_EXERCISE DETAILS_
Could you set out every line of the material below as a Markdown table with the columns "Row" and "Line", numbering the rows, skipping blank lines, and leaving out the pictures?

_WORKING DATA_
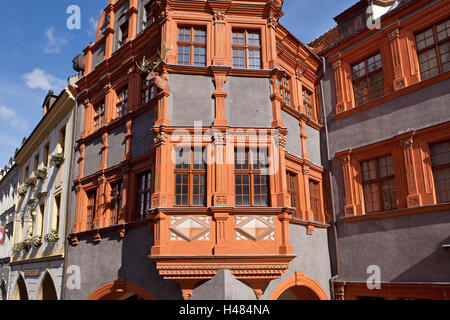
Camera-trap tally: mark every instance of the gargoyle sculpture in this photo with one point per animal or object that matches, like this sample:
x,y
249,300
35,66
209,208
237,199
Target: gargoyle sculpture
x,y
150,68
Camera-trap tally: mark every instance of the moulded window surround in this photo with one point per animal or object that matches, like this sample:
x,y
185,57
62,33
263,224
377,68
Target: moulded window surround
x,y
368,79
433,49
190,177
440,157
143,195
379,186
191,45
251,186
246,46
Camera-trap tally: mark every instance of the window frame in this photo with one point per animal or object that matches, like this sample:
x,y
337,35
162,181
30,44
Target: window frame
x,y
436,46
192,44
367,77
191,171
246,47
248,169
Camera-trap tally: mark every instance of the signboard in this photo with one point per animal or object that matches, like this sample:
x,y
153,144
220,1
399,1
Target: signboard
x,y
2,235
32,273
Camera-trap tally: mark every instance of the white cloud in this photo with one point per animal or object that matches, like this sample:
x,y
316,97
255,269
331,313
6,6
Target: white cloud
x,y
11,116
39,79
54,42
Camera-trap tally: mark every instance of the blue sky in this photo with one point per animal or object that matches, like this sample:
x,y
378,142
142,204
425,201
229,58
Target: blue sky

_FINAL RESULT_
| Row | Line |
|---|---|
| 1 | Camera-trap tally: mark every instance of the gargoyle sculpture in this photo with one point per animal or object that matches, like this sample: |
| 2 | x,y |
| 3 | 249,300 |
| 4 | 35,66 |
| 5 | 209,208 |
| 6 | 237,199 |
| 7 | Target: gargoyle sculpture |
| 8 | x,y |
| 9 | 150,68 |
| 10 | Camera-trap tally: mark every instance of the moulded window surround in this photo with one point per animal or object that matches, like this sample: |
| 11 | x,y |
| 12 | 185,57 |
| 13 | 62,33 |
| 14 | 263,224 |
| 15 | 377,68 |
| 16 | Target: moulded window surround |
| 17 | x,y |
| 18 | 368,79 |
| 19 | 433,49 |
| 20 | 190,177 |
| 21 | 440,157 |
| 22 | 143,195 |
| 23 | 379,186 |
| 24 | 191,45 |
| 25 | 251,186 |
| 26 | 246,46 |
| 27 | Camera-trap tally: mark every instance of the window frame in this photo with one point per animal or object that matches, like this sample: |
| 28 | x,y |
| 29 | 337,35 |
| 30 | 162,181 |
| 31 | 30,44 |
| 32 | Target: window frame |
| 33 | x,y |
| 34 | 436,46 |
| 35 | 192,44 |
| 36 | 367,77 |
| 37 | 191,171 |
| 38 | 246,47 |
| 39 | 248,169 |
| 40 | Camera-trap tally: mark every instance of the signboard in this photo with one point per animal or object that matches, like this sample: |
| 41 | x,y |
| 42 | 153,144 |
| 43 | 220,1 |
| 44 | 399,1 |
| 45 | Target: signboard |
| 46 | x,y |
| 47 | 2,235 |
| 48 | 32,273 |
| 49 | Camera-trap tally: mark every instance of the white cloud in this photo with one point per animal or object that matches, like this sample: |
| 50 | x,y |
| 51 | 316,97 |
| 52 | 255,269 |
| 53 | 331,313 |
| 54 | 6,6 |
| 55 | Target: white cloud |
| 56 | x,y |
| 57 | 11,116 |
| 58 | 39,79 |
| 59 | 54,42 |
| 60 | Camera-trap tally: mark every instance of the blue sky in this photo with one point per animal or object that matches, like this sample: |
| 61 | x,y |
| 62 | 378,142 |
| 63 | 142,204 |
| 64 | 425,201 |
| 65 | 229,58 |
| 66 | Target: blue sky |